_What to work on_
Can you return the data below verbatim, starting at its first line and ending at the line containing "left=0, top=0, right=155, bottom=127", with both of those lines included and the pictures left out?

┄┄┄┄┄┄

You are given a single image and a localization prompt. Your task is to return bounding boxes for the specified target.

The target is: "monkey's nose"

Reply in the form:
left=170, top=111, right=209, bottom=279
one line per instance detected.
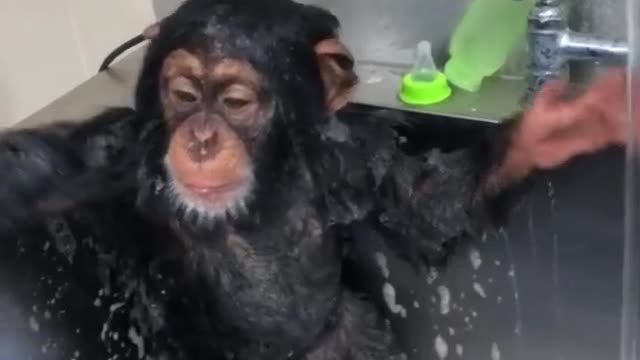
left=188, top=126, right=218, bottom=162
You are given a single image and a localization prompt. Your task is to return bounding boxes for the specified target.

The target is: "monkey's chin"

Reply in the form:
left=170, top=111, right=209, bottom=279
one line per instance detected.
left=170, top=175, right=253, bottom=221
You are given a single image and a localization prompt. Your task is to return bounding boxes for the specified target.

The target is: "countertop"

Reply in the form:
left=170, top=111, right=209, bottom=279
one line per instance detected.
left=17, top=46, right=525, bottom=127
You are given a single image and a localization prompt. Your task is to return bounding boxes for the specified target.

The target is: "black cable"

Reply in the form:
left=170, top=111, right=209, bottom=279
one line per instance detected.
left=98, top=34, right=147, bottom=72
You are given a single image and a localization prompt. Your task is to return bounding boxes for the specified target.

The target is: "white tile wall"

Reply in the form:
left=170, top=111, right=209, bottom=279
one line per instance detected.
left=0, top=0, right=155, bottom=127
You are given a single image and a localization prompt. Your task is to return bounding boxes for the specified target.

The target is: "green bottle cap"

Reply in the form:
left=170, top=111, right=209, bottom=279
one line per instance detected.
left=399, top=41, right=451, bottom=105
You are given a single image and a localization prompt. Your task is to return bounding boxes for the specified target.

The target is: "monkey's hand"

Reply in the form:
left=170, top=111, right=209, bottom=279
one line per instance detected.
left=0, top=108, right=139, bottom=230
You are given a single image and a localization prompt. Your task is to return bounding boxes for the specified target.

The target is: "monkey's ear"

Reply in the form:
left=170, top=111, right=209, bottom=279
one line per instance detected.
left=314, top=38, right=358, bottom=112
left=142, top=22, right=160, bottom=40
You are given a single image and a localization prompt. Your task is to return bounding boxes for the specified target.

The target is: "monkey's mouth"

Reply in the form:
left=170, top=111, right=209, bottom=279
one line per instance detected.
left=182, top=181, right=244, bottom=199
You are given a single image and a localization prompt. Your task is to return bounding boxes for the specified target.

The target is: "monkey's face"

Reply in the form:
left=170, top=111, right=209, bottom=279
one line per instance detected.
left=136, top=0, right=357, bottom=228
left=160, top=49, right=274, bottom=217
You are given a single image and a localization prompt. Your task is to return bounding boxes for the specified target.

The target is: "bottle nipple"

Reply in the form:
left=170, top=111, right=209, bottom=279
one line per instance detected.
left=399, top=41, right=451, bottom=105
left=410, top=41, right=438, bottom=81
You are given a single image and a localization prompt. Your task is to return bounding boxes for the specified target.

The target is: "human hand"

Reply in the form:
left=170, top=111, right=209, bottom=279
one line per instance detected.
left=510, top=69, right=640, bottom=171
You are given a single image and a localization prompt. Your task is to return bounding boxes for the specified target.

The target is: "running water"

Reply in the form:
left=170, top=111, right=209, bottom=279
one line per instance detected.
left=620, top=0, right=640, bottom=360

┄┄┄┄┄┄

_Correct response_
You are given a single image and a localization prompt. Your task is to return bounding boxes for the specified target.

The target is: "monkey's nose"

Reply in the form:
left=170, top=111, right=209, bottom=279
one line per instance detected.
left=188, top=126, right=218, bottom=162
You are given a single image and a localization prompt. Your task is to return bounding boxes for the specified target.

The target is: "monkey's chin"

Reply in the form:
left=170, top=111, right=209, bottom=279
one line per instance detected.
left=170, top=175, right=253, bottom=221
You are given a single image and a localization prompt. Your task is to return bounding boxes for the specified target.

The target is: "countertop"

Reply in the form:
left=170, top=111, right=209, bottom=279
one line per instance detected.
left=17, top=46, right=525, bottom=127
You are given a single image and a localization prompt. Your task is to return bounding boxes for the specified target.

The target is: "black cable"

Reply in the form:
left=170, top=111, right=209, bottom=279
one line per instance detected.
left=98, top=34, right=147, bottom=72
You are given a single image and a localization prompt. Your task is to return bounding boxes for the specified target.

The target is: "white tile wall"

Reply in the form:
left=170, top=111, right=209, bottom=279
one line per instance detected.
left=0, top=0, right=155, bottom=127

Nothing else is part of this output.